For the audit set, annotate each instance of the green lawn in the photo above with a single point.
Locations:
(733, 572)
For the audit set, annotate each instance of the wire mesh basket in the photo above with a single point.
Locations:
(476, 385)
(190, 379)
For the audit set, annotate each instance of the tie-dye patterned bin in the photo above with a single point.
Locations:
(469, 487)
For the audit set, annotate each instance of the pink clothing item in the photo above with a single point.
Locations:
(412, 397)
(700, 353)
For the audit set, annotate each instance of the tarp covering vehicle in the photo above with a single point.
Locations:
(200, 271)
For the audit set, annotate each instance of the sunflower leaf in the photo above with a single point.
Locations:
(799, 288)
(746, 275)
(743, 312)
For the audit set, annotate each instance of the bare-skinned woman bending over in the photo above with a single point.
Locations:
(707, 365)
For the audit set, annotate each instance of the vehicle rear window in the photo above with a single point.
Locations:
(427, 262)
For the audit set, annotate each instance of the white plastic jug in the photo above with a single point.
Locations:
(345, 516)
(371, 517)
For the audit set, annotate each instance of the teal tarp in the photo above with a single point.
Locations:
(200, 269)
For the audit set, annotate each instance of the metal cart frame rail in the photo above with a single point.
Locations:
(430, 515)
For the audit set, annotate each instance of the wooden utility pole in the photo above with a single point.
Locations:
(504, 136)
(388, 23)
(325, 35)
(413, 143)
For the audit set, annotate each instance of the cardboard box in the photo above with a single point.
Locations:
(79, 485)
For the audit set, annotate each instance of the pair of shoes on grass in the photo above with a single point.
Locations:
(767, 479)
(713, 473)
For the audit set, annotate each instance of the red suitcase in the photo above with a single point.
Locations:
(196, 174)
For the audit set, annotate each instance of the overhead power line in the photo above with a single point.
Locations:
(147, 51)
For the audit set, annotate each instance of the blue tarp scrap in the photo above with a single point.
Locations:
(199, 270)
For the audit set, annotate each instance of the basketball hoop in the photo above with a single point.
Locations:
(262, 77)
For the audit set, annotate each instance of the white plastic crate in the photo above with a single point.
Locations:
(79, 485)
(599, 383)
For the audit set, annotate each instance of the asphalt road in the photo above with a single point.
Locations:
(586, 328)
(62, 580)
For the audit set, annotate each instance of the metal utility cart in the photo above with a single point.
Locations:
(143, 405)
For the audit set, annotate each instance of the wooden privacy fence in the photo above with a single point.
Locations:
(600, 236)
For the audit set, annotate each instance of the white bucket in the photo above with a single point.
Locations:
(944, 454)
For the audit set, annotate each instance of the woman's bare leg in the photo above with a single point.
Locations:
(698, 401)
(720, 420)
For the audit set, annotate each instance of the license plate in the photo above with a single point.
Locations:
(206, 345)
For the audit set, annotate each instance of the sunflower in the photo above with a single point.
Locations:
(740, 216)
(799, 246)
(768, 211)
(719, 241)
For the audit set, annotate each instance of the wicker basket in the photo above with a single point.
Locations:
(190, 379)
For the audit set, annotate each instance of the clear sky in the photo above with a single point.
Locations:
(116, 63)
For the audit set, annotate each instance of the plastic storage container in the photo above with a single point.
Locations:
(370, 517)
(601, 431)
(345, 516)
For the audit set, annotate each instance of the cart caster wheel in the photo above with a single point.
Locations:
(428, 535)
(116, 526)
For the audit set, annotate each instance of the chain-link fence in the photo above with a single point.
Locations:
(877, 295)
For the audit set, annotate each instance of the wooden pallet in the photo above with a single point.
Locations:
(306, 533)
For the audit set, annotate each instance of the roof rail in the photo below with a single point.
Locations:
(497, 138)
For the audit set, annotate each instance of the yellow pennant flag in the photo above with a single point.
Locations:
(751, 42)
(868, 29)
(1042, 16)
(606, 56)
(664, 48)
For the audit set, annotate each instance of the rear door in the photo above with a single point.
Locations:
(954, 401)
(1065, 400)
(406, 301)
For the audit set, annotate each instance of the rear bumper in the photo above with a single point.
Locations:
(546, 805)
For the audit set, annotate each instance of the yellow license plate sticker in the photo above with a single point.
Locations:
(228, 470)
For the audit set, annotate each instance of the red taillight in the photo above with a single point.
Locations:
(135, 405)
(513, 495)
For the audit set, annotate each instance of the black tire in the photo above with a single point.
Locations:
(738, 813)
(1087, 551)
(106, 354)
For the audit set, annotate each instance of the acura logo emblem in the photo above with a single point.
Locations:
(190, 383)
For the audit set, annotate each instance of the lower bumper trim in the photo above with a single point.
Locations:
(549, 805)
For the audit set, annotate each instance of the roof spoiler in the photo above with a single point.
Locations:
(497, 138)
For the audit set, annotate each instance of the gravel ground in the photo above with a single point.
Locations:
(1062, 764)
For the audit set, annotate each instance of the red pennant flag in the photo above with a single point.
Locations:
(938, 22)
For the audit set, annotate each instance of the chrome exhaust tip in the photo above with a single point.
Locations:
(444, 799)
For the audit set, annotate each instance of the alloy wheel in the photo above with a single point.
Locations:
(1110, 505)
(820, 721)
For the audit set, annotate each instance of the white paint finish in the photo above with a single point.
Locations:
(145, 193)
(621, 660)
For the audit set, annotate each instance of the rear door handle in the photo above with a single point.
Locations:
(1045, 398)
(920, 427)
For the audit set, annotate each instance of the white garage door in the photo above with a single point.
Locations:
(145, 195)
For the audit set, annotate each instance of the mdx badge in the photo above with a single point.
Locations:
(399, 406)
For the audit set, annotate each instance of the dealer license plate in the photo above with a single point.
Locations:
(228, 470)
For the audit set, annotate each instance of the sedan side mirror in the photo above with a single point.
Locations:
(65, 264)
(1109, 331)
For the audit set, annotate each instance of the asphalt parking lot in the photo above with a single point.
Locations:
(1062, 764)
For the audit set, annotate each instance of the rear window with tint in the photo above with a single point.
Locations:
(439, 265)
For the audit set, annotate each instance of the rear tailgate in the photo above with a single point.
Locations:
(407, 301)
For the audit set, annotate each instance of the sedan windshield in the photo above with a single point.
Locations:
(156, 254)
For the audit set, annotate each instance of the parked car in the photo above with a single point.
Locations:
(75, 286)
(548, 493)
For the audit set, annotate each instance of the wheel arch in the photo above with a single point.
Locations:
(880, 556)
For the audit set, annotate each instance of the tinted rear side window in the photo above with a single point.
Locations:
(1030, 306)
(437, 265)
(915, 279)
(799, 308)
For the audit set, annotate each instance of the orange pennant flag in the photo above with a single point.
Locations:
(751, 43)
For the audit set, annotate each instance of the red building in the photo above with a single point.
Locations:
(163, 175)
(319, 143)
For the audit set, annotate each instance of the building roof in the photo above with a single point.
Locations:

▶ Instructions to follow:
Count up the lines in the records where the string "yellow" appears. Your reply is that number alone.

▶ Result below:
2